• _INSTRUCTIONS FOR THE TASK_: What follows is a set of records. Copy them exactly and leave out the images.

• _Items from a data source_:
━━━━━━━━━━━━━━━━━━━━
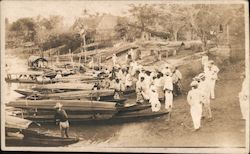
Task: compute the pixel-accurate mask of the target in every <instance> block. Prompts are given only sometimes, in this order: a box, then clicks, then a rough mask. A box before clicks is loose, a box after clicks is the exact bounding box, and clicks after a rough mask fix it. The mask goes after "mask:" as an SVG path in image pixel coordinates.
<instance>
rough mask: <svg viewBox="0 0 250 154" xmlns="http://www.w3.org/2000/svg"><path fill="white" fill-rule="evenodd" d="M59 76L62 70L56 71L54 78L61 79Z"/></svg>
mask: <svg viewBox="0 0 250 154" xmlns="http://www.w3.org/2000/svg"><path fill="white" fill-rule="evenodd" d="M61 78H62V72H61V71H57V74H56V77H55V79H61Z"/></svg>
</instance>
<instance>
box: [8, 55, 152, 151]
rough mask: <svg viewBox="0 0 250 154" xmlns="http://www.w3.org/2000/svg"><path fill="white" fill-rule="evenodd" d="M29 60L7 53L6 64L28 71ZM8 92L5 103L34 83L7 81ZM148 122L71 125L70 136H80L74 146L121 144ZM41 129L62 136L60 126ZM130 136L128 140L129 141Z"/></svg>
mask: <svg viewBox="0 0 250 154" xmlns="http://www.w3.org/2000/svg"><path fill="white" fill-rule="evenodd" d="M26 61H27V60H26V59H22V58H18V57H17V56H15V55H7V56H6V64H7V66H8V68H7V69H8V72H24V71H27V62H26ZM4 86H5V89H6V93H5V96H6V97H5V103H8V102H9V101H13V100H16V99H17V98H19V97H21V96H22V95H20V94H18V93H16V92H15V91H14V90H15V89H19V88H20V89H27V88H31V87H32V86H34V84H20V83H11V84H8V83H5V84H4ZM130 102H135V98H132V99H130V100H129V102H128V103H130ZM150 122H152V120H151V121H148V122H140V123H124V124H119V125H91V126H88V125H70V129H69V136H70V137H79V138H80V142H78V143H76V144H72V145H70V146H73V147H82V146H83V145H85V146H86V145H103V146H105V145H107V144H108V145H110V144H113V146H115V145H117V146H119V141H120V140H123V139H124V138H129V137H128V134H130V135H131V132H133V133H134V135H135V136H136V135H138V134H142V135H143V133H144V132H143V129H142V127H143V123H144V125H145V124H149V123H150ZM36 129H38V130H39V131H42V132H47V133H49V134H53V135H58V136H60V131H59V126H56V125H52V126H46V125H42V126H41V127H37V128H36ZM129 140H130V138H129V139H128V141H127V142H129Z"/></svg>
━━━━━━━━━━━━━━━━━━━━
• _ANSWER SPACE_:
Task: compute the pixel-accurate mask of the target in every <instance> block. Prompts are given only sometimes, in this order: a box, then clicks, then a rough mask. A box before clicks is loose, a box after clicks is the exact bounding box, and clicks after a rough mask fix it. The mask goes after "mask:" as an SVG path in image pixel coordinates.
<instance>
rough mask: <svg viewBox="0 0 250 154" xmlns="http://www.w3.org/2000/svg"><path fill="white" fill-rule="evenodd" d="M59 76L62 70L56 71L54 78L61 79Z"/></svg>
mask: <svg viewBox="0 0 250 154" xmlns="http://www.w3.org/2000/svg"><path fill="white" fill-rule="evenodd" d="M61 78H62V72H61V71H57V74H56V77H55V79H61Z"/></svg>
</instance>
<instance>
box: [8, 55, 152, 151]
rough mask: <svg viewBox="0 0 250 154" xmlns="http://www.w3.org/2000/svg"><path fill="white" fill-rule="evenodd" d="M29 60L7 53L6 64L28 71ZM8 92L5 103L34 83L7 81ZM148 122L71 125L70 136H80L74 146L121 144ZM41 129L62 136L60 126ZM130 136L128 140L129 141Z"/></svg>
mask: <svg viewBox="0 0 250 154" xmlns="http://www.w3.org/2000/svg"><path fill="white" fill-rule="evenodd" d="M26 61H27V60H26V59H22V58H18V57H17V56H15V55H7V56H6V64H7V66H8V68H7V69H8V72H24V71H27V62H26ZM4 86H5V89H6V93H5V96H6V97H5V103H8V102H9V101H13V100H16V99H17V98H19V97H21V96H22V95H20V94H18V93H16V92H15V91H14V90H15V89H19V88H20V89H27V88H31V87H32V86H34V84H20V83H11V84H8V83H5V84H4ZM130 102H135V98H132V99H130V100H129V102H128V103H130ZM150 122H152V120H151V121H148V122H140V123H124V124H119V125H91V126H88V125H70V129H69V136H70V137H79V138H80V142H78V143H76V144H72V145H70V146H73V147H82V146H83V145H85V146H86V145H103V146H105V145H107V144H108V145H110V144H113V146H115V145H117V146H119V141H120V140H123V139H124V138H129V137H128V134H130V135H131V132H133V133H134V135H135V136H136V135H138V134H142V135H143V133H144V132H143V129H142V127H143V123H144V125H145V124H149V123H150ZM36 129H38V130H39V131H42V132H47V133H49V134H53V135H58V136H60V131H59V126H56V125H52V126H46V125H42V126H41V127H37V128H36ZM129 140H130V138H129V139H128V141H127V142H129Z"/></svg>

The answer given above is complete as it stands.